*** Records to process

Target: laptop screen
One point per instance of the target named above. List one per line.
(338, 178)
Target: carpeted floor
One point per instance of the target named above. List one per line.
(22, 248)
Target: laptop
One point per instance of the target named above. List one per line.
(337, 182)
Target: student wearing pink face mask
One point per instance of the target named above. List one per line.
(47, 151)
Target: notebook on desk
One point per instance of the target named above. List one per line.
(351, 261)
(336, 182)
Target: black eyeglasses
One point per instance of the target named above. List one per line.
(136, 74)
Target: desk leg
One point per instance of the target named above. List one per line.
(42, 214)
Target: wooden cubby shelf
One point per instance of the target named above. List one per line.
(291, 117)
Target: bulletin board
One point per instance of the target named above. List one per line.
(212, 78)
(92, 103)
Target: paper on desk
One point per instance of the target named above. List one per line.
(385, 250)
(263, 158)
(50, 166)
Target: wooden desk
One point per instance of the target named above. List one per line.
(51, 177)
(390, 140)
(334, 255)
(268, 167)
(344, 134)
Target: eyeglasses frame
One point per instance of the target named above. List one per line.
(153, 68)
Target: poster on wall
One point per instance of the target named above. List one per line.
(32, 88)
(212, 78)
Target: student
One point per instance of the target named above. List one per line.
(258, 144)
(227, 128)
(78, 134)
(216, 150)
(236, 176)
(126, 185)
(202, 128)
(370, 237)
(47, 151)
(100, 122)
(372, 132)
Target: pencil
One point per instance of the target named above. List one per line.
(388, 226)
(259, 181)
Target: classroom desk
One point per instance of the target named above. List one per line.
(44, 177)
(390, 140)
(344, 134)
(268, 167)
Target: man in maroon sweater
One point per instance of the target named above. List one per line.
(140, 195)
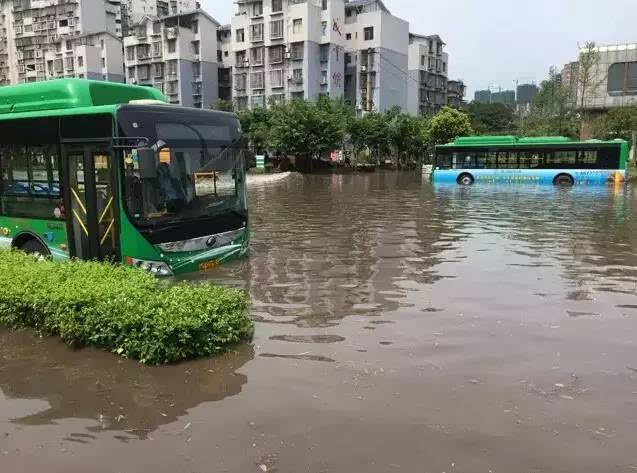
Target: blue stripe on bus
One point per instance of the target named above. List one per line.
(529, 176)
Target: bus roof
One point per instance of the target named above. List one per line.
(61, 94)
(510, 140)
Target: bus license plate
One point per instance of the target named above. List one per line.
(208, 265)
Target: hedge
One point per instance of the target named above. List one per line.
(120, 308)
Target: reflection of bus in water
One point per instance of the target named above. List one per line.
(548, 160)
(98, 170)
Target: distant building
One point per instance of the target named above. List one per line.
(482, 96)
(526, 93)
(506, 97)
(427, 81)
(615, 77)
(455, 93)
(376, 56)
(177, 55)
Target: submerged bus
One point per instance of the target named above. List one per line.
(550, 160)
(106, 171)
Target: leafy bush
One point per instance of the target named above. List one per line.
(120, 308)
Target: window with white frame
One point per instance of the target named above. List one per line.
(275, 54)
(258, 101)
(276, 29)
(256, 58)
(276, 78)
(256, 32)
(257, 80)
(297, 26)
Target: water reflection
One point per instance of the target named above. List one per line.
(116, 394)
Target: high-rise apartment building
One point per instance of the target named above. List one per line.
(286, 49)
(176, 54)
(428, 70)
(45, 39)
(225, 60)
(376, 61)
(455, 93)
(482, 96)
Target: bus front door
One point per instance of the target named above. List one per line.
(91, 201)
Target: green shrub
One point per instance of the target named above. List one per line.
(120, 308)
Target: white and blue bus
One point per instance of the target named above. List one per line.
(548, 160)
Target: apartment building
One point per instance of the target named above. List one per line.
(614, 79)
(455, 93)
(44, 39)
(376, 63)
(428, 70)
(225, 60)
(286, 49)
(133, 11)
(176, 54)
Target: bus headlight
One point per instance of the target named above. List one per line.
(154, 267)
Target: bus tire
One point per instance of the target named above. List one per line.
(34, 247)
(565, 180)
(465, 179)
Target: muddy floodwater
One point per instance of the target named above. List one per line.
(400, 327)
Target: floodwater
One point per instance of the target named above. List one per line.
(399, 327)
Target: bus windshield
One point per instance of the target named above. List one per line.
(199, 167)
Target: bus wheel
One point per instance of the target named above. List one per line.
(563, 180)
(34, 247)
(465, 179)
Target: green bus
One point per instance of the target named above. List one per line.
(108, 171)
(543, 160)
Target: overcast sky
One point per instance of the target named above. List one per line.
(494, 42)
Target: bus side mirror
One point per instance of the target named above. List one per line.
(147, 163)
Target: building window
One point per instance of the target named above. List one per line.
(297, 76)
(275, 54)
(143, 72)
(257, 80)
(296, 51)
(256, 32)
(276, 29)
(622, 78)
(258, 101)
(324, 52)
(276, 78)
(256, 56)
(297, 26)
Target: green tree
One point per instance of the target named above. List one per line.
(552, 111)
(306, 129)
(447, 125)
(491, 118)
(588, 79)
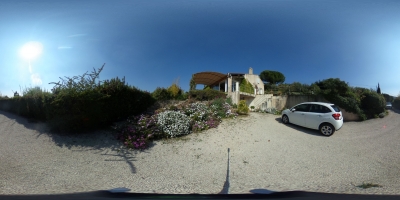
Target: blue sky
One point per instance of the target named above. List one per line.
(153, 43)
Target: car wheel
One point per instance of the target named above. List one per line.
(326, 129)
(285, 119)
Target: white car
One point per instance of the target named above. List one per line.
(325, 117)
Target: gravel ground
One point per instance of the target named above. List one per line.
(264, 153)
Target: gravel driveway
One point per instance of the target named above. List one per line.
(264, 153)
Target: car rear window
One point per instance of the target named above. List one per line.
(335, 108)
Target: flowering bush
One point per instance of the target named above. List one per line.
(199, 126)
(174, 123)
(138, 131)
(198, 111)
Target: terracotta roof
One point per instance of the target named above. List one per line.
(208, 78)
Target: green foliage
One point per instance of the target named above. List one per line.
(372, 103)
(81, 104)
(273, 77)
(339, 93)
(33, 104)
(242, 107)
(206, 95)
(245, 86)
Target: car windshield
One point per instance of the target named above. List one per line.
(335, 108)
(192, 96)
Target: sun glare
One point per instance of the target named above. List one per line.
(31, 50)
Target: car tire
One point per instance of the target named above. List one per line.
(285, 119)
(326, 129)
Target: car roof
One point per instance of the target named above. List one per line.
(319, 103)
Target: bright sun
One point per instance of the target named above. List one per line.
(31, 50)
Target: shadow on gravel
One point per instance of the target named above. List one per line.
(103, 142)
(300, 128)
(295, 195)
(30, 124)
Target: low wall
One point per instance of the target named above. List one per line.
(282, 102)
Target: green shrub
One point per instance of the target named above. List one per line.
(245, 86)
(206, 95)
(242, 107)
(372, 103)
(81, 104)
(339, 93)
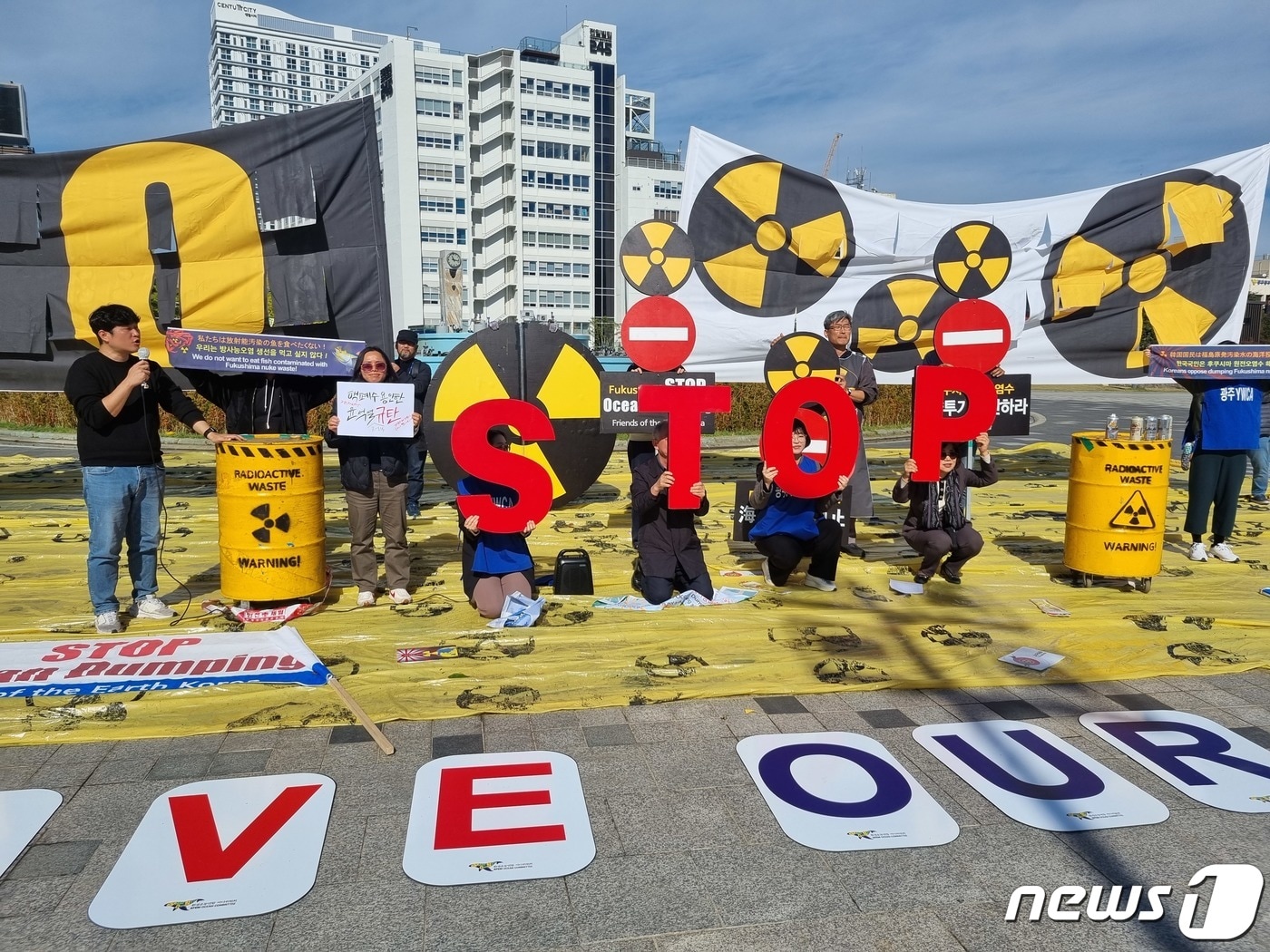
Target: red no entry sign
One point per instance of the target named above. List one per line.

******

• Required action: Please say how many lines in the entries hold the string "green". Give only the number.

• Solved problem: 5